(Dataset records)
=====

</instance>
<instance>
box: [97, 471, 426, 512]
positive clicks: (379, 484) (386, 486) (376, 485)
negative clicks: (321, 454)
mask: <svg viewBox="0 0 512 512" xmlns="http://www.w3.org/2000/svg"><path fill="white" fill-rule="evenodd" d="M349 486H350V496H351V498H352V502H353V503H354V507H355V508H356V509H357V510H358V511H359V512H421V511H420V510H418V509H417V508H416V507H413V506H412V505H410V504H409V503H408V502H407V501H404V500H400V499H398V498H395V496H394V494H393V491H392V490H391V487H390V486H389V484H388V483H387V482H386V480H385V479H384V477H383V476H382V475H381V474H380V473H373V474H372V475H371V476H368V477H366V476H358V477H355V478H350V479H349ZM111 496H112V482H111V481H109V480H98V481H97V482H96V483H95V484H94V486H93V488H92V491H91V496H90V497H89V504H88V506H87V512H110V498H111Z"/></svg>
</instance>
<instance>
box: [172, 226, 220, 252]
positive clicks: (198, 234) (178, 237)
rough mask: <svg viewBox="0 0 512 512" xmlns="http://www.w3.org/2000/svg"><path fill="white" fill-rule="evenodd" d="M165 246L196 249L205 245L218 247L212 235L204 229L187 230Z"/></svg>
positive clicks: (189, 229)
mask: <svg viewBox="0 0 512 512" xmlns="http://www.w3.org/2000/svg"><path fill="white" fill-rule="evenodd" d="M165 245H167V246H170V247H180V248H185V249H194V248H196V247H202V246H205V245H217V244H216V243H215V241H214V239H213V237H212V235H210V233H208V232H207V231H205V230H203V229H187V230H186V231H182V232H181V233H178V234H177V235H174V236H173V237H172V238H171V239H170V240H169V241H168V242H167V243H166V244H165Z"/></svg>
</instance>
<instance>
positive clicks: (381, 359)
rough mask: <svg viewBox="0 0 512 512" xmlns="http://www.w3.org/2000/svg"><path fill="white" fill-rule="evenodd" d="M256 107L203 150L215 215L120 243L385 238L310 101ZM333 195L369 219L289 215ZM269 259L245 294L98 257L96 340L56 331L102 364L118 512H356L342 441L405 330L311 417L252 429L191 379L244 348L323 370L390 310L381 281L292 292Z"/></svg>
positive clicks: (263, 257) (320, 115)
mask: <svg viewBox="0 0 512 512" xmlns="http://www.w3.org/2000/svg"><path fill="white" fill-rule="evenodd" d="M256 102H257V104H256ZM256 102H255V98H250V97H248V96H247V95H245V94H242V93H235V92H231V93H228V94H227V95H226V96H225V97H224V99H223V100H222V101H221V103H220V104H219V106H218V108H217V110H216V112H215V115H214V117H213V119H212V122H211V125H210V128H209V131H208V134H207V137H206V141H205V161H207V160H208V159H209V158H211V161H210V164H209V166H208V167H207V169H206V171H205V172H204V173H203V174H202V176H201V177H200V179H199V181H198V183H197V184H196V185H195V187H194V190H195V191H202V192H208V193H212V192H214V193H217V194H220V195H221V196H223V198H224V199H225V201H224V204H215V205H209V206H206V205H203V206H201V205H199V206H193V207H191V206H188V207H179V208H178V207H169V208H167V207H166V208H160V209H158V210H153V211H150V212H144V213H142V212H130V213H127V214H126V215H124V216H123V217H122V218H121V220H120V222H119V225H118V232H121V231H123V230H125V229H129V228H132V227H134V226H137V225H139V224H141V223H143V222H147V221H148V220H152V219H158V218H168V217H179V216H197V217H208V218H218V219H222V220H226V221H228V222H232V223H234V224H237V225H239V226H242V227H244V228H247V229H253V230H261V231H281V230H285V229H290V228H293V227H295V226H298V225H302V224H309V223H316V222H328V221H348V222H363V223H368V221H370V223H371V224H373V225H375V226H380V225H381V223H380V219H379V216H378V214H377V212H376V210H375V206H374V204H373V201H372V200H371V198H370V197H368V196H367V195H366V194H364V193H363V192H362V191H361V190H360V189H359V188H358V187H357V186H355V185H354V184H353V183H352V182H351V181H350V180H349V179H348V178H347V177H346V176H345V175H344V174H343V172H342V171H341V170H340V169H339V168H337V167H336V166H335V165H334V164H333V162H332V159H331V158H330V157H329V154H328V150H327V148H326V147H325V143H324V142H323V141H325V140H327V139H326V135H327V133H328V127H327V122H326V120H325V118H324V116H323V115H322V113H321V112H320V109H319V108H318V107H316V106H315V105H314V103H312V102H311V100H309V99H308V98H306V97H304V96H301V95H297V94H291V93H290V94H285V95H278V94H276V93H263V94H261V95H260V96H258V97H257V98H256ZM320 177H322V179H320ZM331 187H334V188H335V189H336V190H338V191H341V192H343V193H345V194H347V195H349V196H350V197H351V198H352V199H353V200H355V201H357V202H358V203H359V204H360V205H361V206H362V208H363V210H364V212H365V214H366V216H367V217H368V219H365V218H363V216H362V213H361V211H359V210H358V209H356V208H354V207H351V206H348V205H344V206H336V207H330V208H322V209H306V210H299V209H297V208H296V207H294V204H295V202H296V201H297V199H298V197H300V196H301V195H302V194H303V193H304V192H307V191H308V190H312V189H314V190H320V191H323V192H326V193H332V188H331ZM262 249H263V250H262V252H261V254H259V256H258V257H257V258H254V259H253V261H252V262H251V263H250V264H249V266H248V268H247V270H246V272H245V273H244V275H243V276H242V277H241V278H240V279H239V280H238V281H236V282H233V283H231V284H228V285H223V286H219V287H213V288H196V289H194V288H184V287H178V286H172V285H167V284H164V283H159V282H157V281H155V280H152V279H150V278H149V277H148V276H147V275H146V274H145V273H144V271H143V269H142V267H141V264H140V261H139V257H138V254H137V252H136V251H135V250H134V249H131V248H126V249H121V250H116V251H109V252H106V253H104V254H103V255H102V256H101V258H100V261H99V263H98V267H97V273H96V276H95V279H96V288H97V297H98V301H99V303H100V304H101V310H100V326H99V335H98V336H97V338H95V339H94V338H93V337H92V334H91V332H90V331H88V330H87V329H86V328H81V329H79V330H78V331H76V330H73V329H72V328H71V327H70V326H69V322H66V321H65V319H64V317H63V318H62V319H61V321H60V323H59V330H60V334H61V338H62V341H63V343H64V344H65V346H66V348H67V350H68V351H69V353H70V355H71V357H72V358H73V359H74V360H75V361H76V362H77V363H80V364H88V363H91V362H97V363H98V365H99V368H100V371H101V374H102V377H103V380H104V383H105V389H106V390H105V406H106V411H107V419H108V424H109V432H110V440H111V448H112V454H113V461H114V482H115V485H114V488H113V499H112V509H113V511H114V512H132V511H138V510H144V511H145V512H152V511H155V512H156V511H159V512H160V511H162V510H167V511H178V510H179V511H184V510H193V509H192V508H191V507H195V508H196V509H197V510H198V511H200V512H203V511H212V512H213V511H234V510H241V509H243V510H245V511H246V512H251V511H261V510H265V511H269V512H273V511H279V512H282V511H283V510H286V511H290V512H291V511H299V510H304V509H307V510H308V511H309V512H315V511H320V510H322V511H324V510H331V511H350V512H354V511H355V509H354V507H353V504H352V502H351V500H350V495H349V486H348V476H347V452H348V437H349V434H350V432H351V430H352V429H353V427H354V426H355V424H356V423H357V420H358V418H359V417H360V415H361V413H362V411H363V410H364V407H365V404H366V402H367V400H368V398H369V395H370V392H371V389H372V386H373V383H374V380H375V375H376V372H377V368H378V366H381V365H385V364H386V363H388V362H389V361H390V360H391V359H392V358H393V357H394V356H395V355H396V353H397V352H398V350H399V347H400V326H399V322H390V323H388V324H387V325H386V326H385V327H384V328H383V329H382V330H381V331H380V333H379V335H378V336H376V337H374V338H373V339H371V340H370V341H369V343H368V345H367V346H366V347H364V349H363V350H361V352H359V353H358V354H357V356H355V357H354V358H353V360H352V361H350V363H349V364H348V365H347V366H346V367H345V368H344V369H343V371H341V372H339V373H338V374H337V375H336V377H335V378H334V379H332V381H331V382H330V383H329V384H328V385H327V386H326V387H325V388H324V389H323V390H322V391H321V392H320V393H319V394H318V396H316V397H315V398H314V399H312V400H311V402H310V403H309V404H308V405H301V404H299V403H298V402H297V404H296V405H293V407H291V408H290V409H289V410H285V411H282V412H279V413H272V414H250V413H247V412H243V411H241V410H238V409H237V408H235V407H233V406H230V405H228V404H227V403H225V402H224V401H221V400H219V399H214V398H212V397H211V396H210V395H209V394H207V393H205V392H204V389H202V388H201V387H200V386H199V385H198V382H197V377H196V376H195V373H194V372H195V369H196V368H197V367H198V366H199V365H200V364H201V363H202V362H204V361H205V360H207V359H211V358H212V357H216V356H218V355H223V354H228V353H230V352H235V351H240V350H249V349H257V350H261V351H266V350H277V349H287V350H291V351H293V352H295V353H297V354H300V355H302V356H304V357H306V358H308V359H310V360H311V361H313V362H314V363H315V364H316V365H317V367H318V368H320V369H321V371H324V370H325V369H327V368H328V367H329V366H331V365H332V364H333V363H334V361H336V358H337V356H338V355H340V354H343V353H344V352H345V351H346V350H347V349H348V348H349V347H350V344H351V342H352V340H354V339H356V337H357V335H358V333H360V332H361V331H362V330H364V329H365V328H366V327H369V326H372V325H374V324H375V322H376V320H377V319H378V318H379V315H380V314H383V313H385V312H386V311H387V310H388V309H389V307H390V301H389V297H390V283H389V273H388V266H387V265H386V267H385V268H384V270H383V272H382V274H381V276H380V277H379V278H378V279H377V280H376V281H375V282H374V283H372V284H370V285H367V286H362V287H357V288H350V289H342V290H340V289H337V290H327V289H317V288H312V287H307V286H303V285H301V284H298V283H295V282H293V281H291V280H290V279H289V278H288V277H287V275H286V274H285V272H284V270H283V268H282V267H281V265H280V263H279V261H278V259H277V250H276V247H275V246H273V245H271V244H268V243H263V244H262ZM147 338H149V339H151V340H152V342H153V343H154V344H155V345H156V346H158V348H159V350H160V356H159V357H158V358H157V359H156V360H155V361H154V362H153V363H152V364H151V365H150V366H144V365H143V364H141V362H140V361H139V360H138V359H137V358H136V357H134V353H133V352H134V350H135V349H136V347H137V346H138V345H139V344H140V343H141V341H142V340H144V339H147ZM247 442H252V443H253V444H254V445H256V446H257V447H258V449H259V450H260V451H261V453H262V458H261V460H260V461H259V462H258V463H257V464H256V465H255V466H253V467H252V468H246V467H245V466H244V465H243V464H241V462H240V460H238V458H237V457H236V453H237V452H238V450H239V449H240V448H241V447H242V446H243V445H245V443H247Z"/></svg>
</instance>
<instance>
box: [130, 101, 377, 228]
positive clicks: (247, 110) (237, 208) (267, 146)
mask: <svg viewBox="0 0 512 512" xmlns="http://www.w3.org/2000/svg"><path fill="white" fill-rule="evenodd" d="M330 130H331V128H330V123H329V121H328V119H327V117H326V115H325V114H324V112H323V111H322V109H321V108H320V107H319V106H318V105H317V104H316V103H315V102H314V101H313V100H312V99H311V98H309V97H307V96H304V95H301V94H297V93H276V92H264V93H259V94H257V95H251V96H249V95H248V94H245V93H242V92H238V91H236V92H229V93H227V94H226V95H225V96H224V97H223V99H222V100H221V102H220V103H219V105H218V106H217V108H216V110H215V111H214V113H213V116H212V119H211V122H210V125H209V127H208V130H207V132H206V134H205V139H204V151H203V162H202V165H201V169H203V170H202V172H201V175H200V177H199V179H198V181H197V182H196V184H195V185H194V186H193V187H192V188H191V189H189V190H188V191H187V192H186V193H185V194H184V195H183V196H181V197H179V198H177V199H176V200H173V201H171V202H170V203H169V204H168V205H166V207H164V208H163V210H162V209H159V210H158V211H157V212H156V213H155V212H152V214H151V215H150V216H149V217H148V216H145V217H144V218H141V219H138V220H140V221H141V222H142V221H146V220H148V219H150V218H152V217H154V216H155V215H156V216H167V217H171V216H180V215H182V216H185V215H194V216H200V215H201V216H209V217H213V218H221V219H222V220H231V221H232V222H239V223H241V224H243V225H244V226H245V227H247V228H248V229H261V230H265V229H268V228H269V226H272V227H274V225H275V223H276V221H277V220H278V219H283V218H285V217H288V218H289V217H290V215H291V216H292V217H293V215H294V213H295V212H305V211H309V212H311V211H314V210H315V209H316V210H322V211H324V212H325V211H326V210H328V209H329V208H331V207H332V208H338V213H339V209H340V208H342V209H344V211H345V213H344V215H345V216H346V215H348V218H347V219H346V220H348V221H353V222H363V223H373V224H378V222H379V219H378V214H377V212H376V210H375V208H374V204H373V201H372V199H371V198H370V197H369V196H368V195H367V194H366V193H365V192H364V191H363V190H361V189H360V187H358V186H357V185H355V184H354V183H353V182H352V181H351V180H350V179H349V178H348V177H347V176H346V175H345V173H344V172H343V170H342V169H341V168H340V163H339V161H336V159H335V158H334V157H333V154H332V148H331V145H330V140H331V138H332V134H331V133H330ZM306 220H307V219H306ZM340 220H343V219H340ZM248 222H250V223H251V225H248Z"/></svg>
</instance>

=====

__WHAT THE TASK ASKS__
Set down, from the entries above, exactly the lines from the one with "246L196 249L205 245L218" up to and including the one with "positive clicks: (381, 359)", and no other lines.

__RESULT OF THE TASK__
rough mask: <svg viewBox="0 0 512 512" xmlns="http://www.w3.org/2000/svg"><path fill="white" fill-rule="evenodd" d="M165 246L196 249L205 245L218 247L212 235L204 229L187 230Z"/></svg>
positive clicks: (189, 229)
mask: <svg viewBox="0 0 512 512" xmlns="http://www.w3.org/2000/svg"><path fill="white" fill-rule="evenodd" d="M165 245H167V246H170V247H180V248H185V249H194V248H196V247H202V246H205V245H217V244H216V243H215V241H214V239H213V237H212V235H210V233H208V232H207V231H205V230H203V229H187V230H186V231H182V232H181V233H178V234H177V235H174V236H173V237H172V238H171V239H170V240H169V241H168V242H167V243H166V244H165Z"/></svg>
</instance>
<instance>
positive clicks: (381, 359)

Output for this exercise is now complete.